TO DO
Starting at the line that contains "Give the segmentation of every instance of the green" and continuing through the end of the listing, give those lines again with "green foliage" switched to "leafy vegetation" and everything else unchanged.

Data entries

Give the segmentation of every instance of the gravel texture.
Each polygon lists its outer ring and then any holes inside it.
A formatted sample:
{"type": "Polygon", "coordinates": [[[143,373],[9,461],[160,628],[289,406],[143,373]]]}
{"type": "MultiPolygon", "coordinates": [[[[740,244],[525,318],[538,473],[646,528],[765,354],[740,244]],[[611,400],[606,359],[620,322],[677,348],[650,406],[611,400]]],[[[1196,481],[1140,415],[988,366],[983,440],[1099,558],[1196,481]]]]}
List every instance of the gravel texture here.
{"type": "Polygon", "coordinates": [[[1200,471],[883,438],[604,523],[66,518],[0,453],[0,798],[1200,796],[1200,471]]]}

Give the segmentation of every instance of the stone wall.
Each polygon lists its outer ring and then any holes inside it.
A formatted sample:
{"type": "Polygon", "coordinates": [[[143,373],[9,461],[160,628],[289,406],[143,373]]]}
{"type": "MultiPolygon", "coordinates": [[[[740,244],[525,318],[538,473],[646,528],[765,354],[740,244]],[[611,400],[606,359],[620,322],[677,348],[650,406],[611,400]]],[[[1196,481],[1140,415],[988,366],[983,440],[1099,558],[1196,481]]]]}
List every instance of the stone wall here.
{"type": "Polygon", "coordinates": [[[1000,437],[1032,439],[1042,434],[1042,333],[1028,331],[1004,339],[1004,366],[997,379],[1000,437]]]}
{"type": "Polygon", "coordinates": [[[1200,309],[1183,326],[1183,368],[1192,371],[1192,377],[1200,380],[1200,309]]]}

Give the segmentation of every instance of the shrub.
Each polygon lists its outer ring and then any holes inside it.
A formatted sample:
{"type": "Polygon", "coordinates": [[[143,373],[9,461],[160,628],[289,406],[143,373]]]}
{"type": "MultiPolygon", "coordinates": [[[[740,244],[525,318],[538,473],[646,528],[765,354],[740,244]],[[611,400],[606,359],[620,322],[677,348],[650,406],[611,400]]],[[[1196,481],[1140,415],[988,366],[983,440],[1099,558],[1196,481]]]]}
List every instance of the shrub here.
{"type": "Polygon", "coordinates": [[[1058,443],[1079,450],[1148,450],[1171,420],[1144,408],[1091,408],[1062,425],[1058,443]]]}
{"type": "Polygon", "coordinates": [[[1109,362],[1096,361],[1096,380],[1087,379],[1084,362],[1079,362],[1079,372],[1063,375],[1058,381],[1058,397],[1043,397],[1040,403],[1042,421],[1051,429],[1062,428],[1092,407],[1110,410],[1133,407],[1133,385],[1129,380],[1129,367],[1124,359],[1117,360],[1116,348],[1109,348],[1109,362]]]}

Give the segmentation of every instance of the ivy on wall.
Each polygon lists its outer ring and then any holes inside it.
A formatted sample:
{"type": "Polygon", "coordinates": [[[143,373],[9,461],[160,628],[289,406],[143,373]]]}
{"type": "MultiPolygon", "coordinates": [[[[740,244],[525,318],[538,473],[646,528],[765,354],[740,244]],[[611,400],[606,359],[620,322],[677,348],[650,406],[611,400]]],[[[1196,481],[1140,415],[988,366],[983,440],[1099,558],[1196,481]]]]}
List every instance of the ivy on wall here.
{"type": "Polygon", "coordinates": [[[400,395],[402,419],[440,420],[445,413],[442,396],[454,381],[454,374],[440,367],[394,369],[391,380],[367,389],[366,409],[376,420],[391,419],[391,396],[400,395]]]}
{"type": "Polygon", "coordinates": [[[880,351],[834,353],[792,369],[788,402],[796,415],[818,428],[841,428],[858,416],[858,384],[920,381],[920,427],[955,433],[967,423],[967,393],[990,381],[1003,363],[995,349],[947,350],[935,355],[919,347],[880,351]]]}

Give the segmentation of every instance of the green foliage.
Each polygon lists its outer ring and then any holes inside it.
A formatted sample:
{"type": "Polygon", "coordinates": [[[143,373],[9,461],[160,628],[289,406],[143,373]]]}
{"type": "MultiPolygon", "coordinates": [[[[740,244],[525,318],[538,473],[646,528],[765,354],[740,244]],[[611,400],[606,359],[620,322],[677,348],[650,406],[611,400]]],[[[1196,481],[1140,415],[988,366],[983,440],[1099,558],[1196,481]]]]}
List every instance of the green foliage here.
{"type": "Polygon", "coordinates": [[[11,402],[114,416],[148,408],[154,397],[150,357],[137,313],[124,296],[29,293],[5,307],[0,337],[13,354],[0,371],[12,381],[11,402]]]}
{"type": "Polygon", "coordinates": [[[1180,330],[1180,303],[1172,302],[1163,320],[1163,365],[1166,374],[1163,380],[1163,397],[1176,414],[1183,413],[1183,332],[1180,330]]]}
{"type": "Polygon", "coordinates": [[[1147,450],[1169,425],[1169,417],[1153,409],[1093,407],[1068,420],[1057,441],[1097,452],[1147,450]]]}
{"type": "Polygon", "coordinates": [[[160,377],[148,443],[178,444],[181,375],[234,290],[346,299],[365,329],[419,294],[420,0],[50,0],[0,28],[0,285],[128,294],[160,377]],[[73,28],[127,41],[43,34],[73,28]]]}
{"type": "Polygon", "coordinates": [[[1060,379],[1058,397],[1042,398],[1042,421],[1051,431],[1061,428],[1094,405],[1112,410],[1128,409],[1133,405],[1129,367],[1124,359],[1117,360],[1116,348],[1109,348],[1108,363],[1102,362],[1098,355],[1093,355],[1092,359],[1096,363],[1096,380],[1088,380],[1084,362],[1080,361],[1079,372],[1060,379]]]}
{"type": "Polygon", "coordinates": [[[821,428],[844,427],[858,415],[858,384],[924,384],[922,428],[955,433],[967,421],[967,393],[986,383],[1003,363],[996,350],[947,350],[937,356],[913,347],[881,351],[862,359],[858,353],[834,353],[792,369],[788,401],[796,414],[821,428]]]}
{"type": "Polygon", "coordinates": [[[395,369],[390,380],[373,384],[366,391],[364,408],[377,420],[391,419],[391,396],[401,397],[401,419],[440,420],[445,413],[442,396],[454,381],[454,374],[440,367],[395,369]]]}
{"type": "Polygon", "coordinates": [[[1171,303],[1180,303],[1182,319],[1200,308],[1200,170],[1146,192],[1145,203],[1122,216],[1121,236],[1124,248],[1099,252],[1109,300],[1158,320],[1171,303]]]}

TASK ANSWER
Give the segmentation of every instance of the leafy vegetation.
Each polygon lists its outer ring and then any holes inside it.
A formatted sample:
{"type": "Polygon", "coordinates": [[[143,373],[9,461],[160,628],[289,406],[143,373]]]}
{"type": "MultiPolygon", "coordinates": [[[[740,244],[525,318],[538,473],[646,528],[765,354],[740,244]],[[611,400],[606,359],[620,322],[677,348],[650,406],[611,400]]],[[[1196,481],[1140,415],[988,366],[983,440],[1099,558],[1196,481]]]]}
List every instance of the leafy vegetation here.
{"type": "Polygon", "coordinates": [[[11,402],[114,416],[148,408],[154,397],[150,357],[137,313],[124,296],[29,293],[5,307],[0,337],[13,354],[0,371],[12,381],[11,402]]]}
{"type": "Polygon", "coordinates": [[[1180,330],[1180,303],[1172,302],[1163,320],[1163,365],[1166,374],[1163,380],[1163,397],[1176,414],[1183,413],[1183,332],[1180,330]]]}
{"type": "Polygon", "coordinates": [[[1147,450],[1169,425],[1169,417],[1153,409],[1093,407],[1068,420],[1057,441],[1097,452],[1147,450]]]}
{"type": "Polygon", "coordinates": [[[160,377],[148,443],[178,444],[181,375],[234,290],[346,299],[365,329],[419,294],[420,0],[50,0],[0,28],[0,285],[128,294],[160,377]],[[73,28],[127,41],[43,34],[73,28]]]}
{"type": "Polygon", "coordinates": [[[1060,379],[1058,397],[1042,398],[1042,421],[1051,431],[1061,428],[1094,405],[1112,410],[1128,409],[1133,405],[1129,367],[1124,359],[1117,360],[1116,348],[1109,348],[1108,363],[1102,362],[1098,355],[1093,355],[1092,359],[1096,363],[1096,380],[1088,380],[1084,362],[1080,361],[1079,372],[1060,379]]]}
{"type": "Polygon", "coordinates": [[[821,428],[844,427],[858,415],[858,384],[924,384],[922,428],[955,433],[967,421],[967,393],[986,383],[1003,363],[996,350],[947,350],[937,356],[913,347],[881,351],[862,359],[858,353],[834,353],[792,369],[788,401],[796,414],[821,428]]]}
{"type": "Polygon", "coordinates": [[[395,369],[390,380],[373,384],[366,391],[364,408],[377,420],[391,419],[391,396],[401,397],[401,419],[440,420],[445,413],[442,396],[454,381],[454,374],[440,367],[395,369]]]}
{"type": "Polygon", "coordinates": [[[1171,303],[1180,303],[1182,319],[1200,308],[1200,170],[1146,192],[1145,203],[1122,216],[1121,236],[1124,248],[1099,252],[1109,300],[1158,320],[1171,303]]]}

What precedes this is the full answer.